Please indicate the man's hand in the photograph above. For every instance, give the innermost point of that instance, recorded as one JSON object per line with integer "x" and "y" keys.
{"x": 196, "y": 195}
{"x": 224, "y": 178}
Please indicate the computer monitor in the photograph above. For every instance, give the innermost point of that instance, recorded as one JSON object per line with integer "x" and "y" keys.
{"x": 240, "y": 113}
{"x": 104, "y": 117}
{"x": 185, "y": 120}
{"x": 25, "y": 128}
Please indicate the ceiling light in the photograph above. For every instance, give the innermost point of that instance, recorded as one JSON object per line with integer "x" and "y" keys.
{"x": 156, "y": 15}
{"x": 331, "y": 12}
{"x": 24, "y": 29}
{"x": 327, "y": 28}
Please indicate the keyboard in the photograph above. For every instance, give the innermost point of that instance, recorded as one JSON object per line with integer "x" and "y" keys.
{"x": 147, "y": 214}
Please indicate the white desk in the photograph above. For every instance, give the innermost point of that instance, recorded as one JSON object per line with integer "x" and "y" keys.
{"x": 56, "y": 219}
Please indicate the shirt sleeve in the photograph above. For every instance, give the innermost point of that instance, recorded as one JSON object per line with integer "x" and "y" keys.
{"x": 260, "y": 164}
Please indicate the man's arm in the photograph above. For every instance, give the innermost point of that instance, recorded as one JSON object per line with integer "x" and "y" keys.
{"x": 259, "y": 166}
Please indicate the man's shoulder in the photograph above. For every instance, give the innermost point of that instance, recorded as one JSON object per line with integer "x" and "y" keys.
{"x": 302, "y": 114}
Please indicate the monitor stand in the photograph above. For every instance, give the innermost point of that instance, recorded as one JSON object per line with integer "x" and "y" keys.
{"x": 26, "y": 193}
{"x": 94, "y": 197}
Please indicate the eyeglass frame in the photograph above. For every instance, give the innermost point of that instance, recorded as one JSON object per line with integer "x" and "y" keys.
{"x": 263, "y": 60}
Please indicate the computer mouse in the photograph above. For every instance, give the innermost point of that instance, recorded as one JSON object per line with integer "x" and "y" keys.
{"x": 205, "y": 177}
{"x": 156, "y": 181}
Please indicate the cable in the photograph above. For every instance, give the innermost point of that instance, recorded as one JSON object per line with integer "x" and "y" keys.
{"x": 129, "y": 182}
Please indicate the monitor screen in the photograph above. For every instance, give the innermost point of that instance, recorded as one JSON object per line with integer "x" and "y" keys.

* * * * * * * * *

Everything in the material above is to be copied exactly.

### Response below
Please indicate the man's hand in the photograph above. For every instance, give the innermost point of that instance, recorded as one JSON object per line with integer "x" and "y" keys.
{"x": 196, "y": 195}
{"x": 224, "y": 178}
Please indicate the computer monitor in the photograph above. For every instance, give the innermost point of that instance, recorded as one JSON object per line with integer "x" and "y" keys.
{"x": 240, "y": 113}
{"x": 104, "y": 117}
{"x": 185, "y": 120}
{"x": 25, "y": 128}
Please indicate the ceiling light in the photograph above. For every instance, give the innermost point of that instance, recorded as one JSON object per line with integer "x" and "y" keys.
{"x": 156, "y": 15}
{"x": 331, "y": 12}
{"x": 24, "y": 29}
{"x": 327, "y": 28}
Please indicate the keyboard in the photograph above. For every instance, give the innermost point of that instance, recorded as one JSON object per line with integer "x" and "y" keys.
{"x": 147, "y": 214}
Please indicate the white desk in the photograph above. For every instance, give the innermost point of that instance, recorded as one JSON object per line with integer "x" and "y" keys.
{"x": 56, "y": 219}
Please indicate the shirt sleeve in the photograph above. For every instance, give the innermost point of that instance, recorded as one JSON object per line with integer "x" and "y" keys.
{"x": 260, "y": 164}
Please indicate the man's arm in the photograph above. For every instance, give the innermost point of that instance, recorded as one JSON object per line with integer "x" and "y" keys.
{"x": 259, "y": 166}
Please indicate the man's shoulder in the photograph above. For every instance, give the innermost point of that instance, recorded as one JSON object per line with integer "x" and "y" keys.
{"x": 302, "y": 114}
Please indicate the monitor stand in the photograph above. For every instance, give the innermost point of that instance, recorded as one JSON object per line with integer "x" and "y" keys.
{"x": 26, "y": 193}
{"x": 94, "y": 197}
Please indicate the eyeglass frame in the photograph above. For every instance, give the innermost point of that instance, recorded as one JSON object per line with integer "x" and "y" keys.
{"x": 263, "y": 60}
Please indicate the computer mouse in the photograph above. For every instance, give the innermost point of that instance, recorded as one JSON object per line with integer "x" and "y" keys.
{"x": 205, "y": 177}
{"x": 156, "y": 181}
Please indicate the cable in the photograph above. For every instance, give the innermost point of that instance, recorded as one JSON object per line with integer "x" and "y" keys.
{"x": 129, "y": 182}
Please indicate the monitor screen in the photograph above. For every instance, give the innermost point of that instance, recorded as one JSON object per line with integer "x" and "y" keys.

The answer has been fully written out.